▶ _Prompt_
Identify every line of the material below that contains the word "canopy", and copy each of those lines.

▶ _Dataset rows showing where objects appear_
────────────────────────────────────────
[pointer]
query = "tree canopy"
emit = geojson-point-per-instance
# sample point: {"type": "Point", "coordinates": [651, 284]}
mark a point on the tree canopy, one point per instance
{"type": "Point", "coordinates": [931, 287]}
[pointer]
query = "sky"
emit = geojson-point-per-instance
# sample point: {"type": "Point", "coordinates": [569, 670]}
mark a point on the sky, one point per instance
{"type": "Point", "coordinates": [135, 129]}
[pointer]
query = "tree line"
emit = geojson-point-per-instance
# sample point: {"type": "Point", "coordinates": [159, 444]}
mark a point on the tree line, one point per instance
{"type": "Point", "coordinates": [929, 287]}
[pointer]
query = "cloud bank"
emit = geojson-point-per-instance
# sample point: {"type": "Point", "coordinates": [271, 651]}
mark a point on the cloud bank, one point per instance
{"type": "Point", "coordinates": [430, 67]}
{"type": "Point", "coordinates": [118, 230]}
────────────────────────────────────────
▶ _Finished answer_
query = "tree canopy"
mark a point on the tree canopy, one point per instance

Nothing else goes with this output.